Passage for review START
Ten days can be a long time in constitutional law. On May 29 a closely divided U.S. Supreme Court, with Chief Justice John Roberts joining the four more liberal Justices, refused to order California to lift its restrictions, meant to curb transmission of the novel coronavirus, on church services that have more than 100 attendees or fill more than 25 percent of building capacity. I wrote about that ruling last Tuesday, noting that the question for both Roberts and dissenting Justice Brett Kavanaugh was whether California had discriminated against worship services with respect to comparable secular gatherings. Roberts declined to find such discrimination, observing that California’s rules had cracked down across the board on activities in which “large groups of people gather in close proximity for extended periods of time.”
Today, that case very possibly—probably?—would come out differently, because, over the past week, California, like other states, has allowed public assembly in crowds of far more than 100 persons to protest the death of George Floyd in police custody.
Whether or not making an exception for the protests was the right thing to do, it has crucial legal implications, as attorney Anthony Sanders points out in a new piece for the Institute for Justice. Under the Court’s free‐speech jurisprudence, to allow assembly for the purpose of expressing one kind of message but not another is a content‐based restriction on speech of the sort that nearly always fails constitutional review. It triggers strict scrutiny as to whether the restriction is the least intrusive possible and has been narrowly tailored to advance a compelling government interest.
Religious liberty jurisprudence points the same way. While the prevailing standard on whether the government is required to offer affirmative accommodation of religious exercise may have shifted over the years, it has been clear all along that strict scrutiny will apply if the government discriminates against such exercise.
Passage for review END
__Work to be completed__:
Answer these questions from the piece above on church services and the Supreme Court:
(a) On what date did the Court refuse to order California to lift its restrictions?
(b) What attendance limits did California set for church services?
(c) Who wrote the new piece for the Institute for Justice?
Data for review START
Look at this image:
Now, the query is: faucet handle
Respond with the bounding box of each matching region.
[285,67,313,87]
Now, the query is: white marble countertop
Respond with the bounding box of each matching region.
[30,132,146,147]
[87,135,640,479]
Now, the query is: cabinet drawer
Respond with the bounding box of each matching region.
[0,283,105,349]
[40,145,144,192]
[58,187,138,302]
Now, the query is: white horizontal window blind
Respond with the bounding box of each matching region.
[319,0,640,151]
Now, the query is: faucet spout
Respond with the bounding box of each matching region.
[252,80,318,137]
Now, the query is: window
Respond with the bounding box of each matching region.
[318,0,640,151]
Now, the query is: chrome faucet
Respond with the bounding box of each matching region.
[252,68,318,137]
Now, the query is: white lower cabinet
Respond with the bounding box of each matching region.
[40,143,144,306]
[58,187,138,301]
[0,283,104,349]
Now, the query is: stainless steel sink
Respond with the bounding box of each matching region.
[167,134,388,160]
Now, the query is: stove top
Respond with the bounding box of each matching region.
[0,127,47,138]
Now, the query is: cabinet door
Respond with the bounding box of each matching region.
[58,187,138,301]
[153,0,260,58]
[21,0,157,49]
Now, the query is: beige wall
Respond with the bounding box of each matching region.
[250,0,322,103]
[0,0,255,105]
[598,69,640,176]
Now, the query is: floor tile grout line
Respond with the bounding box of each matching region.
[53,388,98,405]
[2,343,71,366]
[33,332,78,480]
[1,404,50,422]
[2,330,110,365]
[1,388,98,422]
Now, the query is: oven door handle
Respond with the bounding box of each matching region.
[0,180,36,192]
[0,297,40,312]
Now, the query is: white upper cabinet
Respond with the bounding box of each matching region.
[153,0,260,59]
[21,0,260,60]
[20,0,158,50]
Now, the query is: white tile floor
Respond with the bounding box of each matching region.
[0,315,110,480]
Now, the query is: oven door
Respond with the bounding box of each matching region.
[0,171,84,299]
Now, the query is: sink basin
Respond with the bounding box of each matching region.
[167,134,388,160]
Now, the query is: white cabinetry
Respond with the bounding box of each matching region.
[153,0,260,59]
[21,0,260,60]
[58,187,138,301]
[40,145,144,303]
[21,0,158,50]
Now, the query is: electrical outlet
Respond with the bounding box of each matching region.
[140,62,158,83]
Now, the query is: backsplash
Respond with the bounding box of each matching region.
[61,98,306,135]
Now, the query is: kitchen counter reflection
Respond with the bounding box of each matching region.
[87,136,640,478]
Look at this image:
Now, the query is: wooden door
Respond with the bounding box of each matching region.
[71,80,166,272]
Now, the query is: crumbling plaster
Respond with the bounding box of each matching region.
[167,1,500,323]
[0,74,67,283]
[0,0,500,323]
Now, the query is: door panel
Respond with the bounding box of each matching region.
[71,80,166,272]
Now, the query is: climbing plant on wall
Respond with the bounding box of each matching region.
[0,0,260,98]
Data for review END
__Exercise response__:
(a) May 29
(b) No more than 100 attendees and no more than 25 percent of building capacity
(c) Attorney Anthony Sanders